Israel and China are becoming a close collaborative couple in the tech industry. Chinese entrepreneurs admire the technology innovations Israel has achieved and China is an ideal market for Israel companies to expand beyond their borders.
Israel has invested considerably in China to establish a network facilitating the tech collaboration and entrepreneurial activities. For example, IP Bank-China was created in 2010 in Suzhou under the auspices of the Infinity Group, an Israel-based private equity firm that was created by the China Development Bank and the IDB Group in 1993. It manages over $700 million and RMB 2 billion. The bank is focused on acquiring companies, brands, and intellectual property for licensing and commercialization in China. It has over 15 offices across China with a 90-strong team, whose members work across the Infinity Group and IP-Bank China. The China Development Bank primarily provides the RMB funding while the dollar financing has come in from investors all over the world. The business model is to identify intellectual property from Israel and then scout the appropriate acquirer in the Chinese market who might need these types of assets. One case is a company named Power Paper, a producer of micro-batteries (slender enough to be printed on paper) and already a portfolio company of the Infinity Group. They were struggling with their key product for quite some time in Israel. They had incorporated the battery into an anti-wrinkle facemask for commercial purposes. IP-Bank China carved out the Chinese patent from the global patent and started looking for suitable partners in China for entirely different applications. The result was a partnership with a Chinese printing company and the battery was assimilated into anti-counterfeiting labels which are used in the packaging for cigarettes, wine and other kinds of alcohol. When you open the packet, a light, powered by the battery, turns on, showing the consumer that this is a genuine product.
Usually the deal-making model has a variety of approaches. Some patents are to be acquired firstly and later sold out. Some to license, some are used as currency in exchange for equity in companies, the difference with other IP funds is that IP-Bank China is identifying the IP internationally, and help find a Chinese partner and grow together with that company. It also claims to help Chinese entrepreneurs gain access to the market with a low entry point and then share in the results. Currently IP-Bank China is sector oriented and focuses on clean tech, medical, material and high-end manufacturing technologies.

Material supplied:

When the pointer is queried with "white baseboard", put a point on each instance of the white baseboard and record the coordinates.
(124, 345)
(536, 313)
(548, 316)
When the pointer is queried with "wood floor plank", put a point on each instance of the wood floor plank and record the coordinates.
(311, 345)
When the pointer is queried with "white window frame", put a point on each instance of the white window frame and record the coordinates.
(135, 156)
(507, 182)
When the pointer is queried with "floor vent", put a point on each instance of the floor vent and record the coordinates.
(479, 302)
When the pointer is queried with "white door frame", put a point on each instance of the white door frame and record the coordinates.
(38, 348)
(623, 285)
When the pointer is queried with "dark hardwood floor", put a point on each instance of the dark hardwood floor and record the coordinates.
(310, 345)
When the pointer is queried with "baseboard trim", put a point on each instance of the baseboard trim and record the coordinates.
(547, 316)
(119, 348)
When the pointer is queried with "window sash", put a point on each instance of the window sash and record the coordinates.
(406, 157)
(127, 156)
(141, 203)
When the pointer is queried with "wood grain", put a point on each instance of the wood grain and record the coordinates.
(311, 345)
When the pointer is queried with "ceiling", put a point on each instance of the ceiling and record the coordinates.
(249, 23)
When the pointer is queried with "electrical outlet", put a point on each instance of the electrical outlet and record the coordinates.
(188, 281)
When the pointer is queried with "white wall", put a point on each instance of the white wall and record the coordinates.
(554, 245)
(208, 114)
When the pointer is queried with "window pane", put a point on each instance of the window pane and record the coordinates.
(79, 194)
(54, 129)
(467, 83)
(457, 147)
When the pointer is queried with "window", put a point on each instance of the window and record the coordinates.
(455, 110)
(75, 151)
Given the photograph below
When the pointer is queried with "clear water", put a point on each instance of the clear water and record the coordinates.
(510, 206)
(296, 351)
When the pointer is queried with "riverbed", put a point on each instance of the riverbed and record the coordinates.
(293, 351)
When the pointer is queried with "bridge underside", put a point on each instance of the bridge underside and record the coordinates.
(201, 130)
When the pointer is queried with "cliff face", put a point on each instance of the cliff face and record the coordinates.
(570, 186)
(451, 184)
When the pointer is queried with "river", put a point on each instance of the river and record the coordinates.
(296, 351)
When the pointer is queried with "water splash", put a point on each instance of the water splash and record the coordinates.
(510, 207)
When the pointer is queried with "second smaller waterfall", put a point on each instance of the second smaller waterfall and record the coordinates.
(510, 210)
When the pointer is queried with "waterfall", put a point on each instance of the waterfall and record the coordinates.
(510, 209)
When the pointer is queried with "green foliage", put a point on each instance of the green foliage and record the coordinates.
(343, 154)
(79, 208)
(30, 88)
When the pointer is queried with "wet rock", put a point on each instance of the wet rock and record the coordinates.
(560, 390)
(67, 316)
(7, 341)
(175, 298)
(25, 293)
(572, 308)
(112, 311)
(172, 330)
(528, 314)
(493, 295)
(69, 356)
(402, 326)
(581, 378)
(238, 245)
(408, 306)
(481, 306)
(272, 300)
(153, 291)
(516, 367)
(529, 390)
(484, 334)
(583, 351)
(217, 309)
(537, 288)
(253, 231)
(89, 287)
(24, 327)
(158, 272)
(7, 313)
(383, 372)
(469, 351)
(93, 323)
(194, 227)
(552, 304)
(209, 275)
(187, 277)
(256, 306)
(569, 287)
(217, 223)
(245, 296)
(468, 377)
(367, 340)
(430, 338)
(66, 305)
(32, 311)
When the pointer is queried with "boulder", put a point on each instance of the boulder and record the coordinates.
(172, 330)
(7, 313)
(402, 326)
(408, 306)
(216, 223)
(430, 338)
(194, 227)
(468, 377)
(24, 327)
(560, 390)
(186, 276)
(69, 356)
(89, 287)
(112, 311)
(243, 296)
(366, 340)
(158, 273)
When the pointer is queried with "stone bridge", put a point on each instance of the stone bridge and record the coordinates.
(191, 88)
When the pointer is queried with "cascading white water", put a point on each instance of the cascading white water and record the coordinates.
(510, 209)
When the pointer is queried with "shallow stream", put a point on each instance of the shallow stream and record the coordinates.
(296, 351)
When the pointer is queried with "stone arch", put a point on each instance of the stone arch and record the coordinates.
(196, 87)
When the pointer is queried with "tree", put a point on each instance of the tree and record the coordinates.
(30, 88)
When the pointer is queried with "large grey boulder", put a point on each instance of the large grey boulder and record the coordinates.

Instructions for the task:
Resume the passage on Israel–China tech collaboration, picking up right after its last sentence.

Task answer:
From top-down perspective, as early as in 2008, Israel has signed a bilateral agreement with the government of Jiangsu province ( one of most prosperous region in China),to form Jiangsu – Israel program for Industrial R&D with a primary aim to support joint industrial R&D projects and aimed at carry out commercialization in the global market. Afterwards, another three innovation cooperation agreements have signed during MIXiii Israel Innovation Conference in May this year, with the aim to support Israel companies expand into Chinese market by the means of top-down.
Within the entrepreneurial community, more non-government driven match-making have been happened. Intensive and extensive fact finding and study tours are arranged by a variety of business entities from two countries. Dark Horse Club, a start-up entreprenur incubator in Beijing led a delegation composed of Chinese young entrepreneurs and finished on a seven-day learning journey to study Israel innovation environment and meet with local tech companies.
More and more such activities fuel the Chinese entrepreneurs zeal to collaborate with Israeli companies and Israel is seen by Chinese as a source of advanced technology with the image of startup nation due to extensive collaboration and PR activities. Recently a book “ startup nation, Israel” Chinese version is widely promoted and get the traction in China. The Israeli companies are targeting several sectors essential to China’s development plans; hi-tech, renewable energy, water treatments, medical equipment, communications, agriculture and consumer products. According to the “China Global Investment Tracker,” which measures China’s investments and contracts worldwide, the Chinese have poured $1.7 billion into Israel’s economy and most of it went to the agriculture sector ($1.4 billion) and the rest was invested in Israeli high-tech companies between 2005 and end-2013.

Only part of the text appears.